*WORK INSTRUCTIONS:*
Starting from the line containing "Where can you see the still", write out the rest of the entries exactly, through the final line, including nothing else.
╭──
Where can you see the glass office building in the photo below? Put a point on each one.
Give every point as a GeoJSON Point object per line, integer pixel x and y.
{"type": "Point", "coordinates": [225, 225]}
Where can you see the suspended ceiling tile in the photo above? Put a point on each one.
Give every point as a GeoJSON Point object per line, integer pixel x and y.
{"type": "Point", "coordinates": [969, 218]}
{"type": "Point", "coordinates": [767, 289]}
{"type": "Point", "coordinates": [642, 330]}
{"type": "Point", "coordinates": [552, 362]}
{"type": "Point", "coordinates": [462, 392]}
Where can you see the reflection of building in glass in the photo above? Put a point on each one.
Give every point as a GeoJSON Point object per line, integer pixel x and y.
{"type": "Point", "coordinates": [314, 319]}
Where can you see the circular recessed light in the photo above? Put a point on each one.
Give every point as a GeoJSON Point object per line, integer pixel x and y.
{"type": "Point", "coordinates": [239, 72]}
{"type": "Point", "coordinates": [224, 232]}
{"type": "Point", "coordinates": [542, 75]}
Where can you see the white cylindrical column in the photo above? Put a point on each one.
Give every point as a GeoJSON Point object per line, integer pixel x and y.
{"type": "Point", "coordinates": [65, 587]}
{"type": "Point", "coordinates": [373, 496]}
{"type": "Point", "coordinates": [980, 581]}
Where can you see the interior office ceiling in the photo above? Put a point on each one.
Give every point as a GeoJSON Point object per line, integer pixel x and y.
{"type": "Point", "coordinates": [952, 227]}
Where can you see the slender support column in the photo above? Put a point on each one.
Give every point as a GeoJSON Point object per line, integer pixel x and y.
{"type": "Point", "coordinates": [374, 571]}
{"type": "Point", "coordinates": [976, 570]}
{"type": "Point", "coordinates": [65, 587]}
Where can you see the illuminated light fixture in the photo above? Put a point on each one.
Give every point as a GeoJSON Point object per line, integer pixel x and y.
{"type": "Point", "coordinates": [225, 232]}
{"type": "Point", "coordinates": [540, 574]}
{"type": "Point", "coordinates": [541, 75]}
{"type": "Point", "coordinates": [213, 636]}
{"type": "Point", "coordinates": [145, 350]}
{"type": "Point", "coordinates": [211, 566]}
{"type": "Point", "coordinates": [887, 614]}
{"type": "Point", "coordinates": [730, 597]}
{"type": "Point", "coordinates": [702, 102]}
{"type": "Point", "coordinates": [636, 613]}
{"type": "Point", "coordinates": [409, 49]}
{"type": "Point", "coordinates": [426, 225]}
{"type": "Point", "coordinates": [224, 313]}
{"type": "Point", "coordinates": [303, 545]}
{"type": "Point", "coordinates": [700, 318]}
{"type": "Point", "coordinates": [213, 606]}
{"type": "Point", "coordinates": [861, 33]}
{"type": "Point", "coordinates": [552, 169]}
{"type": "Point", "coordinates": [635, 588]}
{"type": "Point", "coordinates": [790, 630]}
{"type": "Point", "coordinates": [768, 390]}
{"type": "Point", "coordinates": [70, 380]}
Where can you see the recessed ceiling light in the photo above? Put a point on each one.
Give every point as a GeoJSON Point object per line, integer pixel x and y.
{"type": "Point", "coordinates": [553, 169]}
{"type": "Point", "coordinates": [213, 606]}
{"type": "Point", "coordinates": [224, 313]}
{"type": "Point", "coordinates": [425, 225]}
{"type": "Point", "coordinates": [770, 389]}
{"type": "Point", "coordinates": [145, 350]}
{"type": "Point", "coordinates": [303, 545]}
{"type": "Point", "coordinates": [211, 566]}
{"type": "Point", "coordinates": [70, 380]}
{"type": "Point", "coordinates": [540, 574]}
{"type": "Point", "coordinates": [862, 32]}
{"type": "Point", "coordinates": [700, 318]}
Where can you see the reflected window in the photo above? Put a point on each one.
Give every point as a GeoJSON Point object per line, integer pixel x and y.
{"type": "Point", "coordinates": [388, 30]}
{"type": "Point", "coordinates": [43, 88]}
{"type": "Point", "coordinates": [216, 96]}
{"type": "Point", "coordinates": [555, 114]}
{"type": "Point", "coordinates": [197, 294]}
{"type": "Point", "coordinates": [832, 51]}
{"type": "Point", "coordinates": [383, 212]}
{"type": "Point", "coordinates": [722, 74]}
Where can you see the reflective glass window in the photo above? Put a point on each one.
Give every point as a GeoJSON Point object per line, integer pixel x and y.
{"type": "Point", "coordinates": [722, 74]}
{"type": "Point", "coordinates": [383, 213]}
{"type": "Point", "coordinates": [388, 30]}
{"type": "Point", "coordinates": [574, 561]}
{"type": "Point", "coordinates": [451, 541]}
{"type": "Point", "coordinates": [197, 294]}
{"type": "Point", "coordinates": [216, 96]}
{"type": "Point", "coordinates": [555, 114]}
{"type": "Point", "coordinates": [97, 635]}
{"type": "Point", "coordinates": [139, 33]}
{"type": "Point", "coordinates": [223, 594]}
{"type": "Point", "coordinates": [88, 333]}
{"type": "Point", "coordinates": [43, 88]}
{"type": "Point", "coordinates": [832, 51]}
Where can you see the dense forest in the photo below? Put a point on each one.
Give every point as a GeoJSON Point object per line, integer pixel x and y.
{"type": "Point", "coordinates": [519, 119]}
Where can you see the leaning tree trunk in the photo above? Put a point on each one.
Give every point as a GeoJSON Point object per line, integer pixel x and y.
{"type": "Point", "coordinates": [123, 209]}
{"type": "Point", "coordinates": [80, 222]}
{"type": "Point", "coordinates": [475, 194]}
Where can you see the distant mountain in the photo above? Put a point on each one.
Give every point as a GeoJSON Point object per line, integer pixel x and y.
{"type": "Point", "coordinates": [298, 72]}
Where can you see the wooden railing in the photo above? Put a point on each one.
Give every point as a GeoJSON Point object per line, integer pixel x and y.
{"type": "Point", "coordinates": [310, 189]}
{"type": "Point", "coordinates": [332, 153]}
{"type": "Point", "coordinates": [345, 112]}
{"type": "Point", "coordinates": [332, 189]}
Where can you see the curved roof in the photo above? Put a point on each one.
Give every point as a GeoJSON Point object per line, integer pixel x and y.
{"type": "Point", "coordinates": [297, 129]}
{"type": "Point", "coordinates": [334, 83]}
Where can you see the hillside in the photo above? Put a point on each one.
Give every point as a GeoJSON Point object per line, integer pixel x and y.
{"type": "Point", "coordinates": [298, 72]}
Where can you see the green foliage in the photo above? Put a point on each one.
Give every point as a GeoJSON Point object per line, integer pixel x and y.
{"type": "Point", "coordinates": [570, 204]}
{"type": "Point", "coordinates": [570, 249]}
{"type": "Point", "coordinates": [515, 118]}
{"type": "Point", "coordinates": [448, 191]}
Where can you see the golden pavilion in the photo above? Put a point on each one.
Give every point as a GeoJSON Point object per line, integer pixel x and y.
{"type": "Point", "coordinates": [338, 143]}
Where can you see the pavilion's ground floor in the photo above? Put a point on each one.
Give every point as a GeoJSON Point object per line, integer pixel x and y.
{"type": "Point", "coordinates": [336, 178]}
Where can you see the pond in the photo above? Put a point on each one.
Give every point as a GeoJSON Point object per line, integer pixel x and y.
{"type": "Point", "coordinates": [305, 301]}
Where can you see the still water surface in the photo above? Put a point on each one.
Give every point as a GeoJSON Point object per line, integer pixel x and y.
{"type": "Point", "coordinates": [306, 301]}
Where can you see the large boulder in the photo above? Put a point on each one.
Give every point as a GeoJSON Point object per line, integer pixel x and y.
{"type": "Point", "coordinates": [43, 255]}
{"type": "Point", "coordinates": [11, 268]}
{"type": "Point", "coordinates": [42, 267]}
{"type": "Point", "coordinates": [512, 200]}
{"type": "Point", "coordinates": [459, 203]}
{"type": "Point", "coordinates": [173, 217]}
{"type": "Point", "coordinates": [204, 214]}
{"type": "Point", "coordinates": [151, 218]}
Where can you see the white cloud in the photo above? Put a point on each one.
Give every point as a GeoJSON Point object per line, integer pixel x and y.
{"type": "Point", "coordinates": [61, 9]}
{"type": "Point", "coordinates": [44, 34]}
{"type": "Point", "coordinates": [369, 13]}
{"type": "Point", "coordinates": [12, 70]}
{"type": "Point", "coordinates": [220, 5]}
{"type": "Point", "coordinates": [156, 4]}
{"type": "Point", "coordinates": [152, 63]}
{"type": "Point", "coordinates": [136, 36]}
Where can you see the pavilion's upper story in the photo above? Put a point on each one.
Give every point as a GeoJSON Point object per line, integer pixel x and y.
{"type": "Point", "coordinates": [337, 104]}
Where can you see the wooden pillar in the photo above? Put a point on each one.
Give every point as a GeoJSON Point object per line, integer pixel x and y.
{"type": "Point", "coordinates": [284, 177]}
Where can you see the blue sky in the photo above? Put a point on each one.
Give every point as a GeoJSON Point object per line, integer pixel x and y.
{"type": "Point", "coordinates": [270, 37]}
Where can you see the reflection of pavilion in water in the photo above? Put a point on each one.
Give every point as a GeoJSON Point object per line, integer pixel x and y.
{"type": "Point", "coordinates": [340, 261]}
╰──
*CORRECT RESPONSE:*
Where can you see the still water surface in the photo above? Put a point on each one.
Give every point as a GeoJSON Point object per line, integer pixel x and y.
{"type": "Point", "coordinates": [306, 301]}
Where can you see the large boulder in the photo above? Put a point on each one.
Give every point as a GeoJSON Point object per line, integer pixel x and y.
{"type": "Point", "coordinates": [43, 255]}
{"type": "Point", "coordinates": [11, 268]}
{"type": "Point", "coordinates": [42, 267]}
{"type": "Point", "coordinates": [512, 200]}
{"type": "Point", "coordinates": [459, 203]}
{"type": "Point", "coordinates": [173, 217]}
{"type": "Point", "coordinates": [204, 214]}
{"type": "Point", "coordinates": [151, 218]}
Where can you see the white cloud in the photo above? Put a point on each one.
Give every point as a GeoJSON Point object per line, integer pixel x and y.
{"type": "Point", "coordinates": [61, 9]}
{"type": "Point", "coordinates": [44, 34]}
{"type": "Point", "coordinates": [369, 13]}
{"type": "Point", "coordinates": [12, 70]}
{"type": "Point", "coordinates": [220, 5]}
{"type": "Point", "coordinates": [156, 4]}
{"type": "Point", "coordinates": [152, 63]}
{"type": "Point", "coordinates": [136, 36]}
Where can you see the pavilion's upper story in the photo above? Put a point on each one.
Give every point as a GeoJSON Point object per line, integer pixel x and y.
{"type": "Point", "coordinates": [337, 104]}
Where can you see the wooden pillar in the photo above? Put a point on each one.
Give every point as a GeoJSON Point object per line, integer pixel x and y.
{"type": "Point", "coordinates": [284, 177]}
Where can you see the blue sky in the photo above? Put a point on each one.
Give every point as a GeoJSON Point object per line, integer pixel x and y.
{"type": "Point", "coordinates": [270, 37]}
Where can you see the reflection of pavilion in water in the photo above? Put a point on each one.
Give every point as a GeoJSON Point object per line, integer pixel x and y.
{"type": "Point", "coordinates": [340, 261]}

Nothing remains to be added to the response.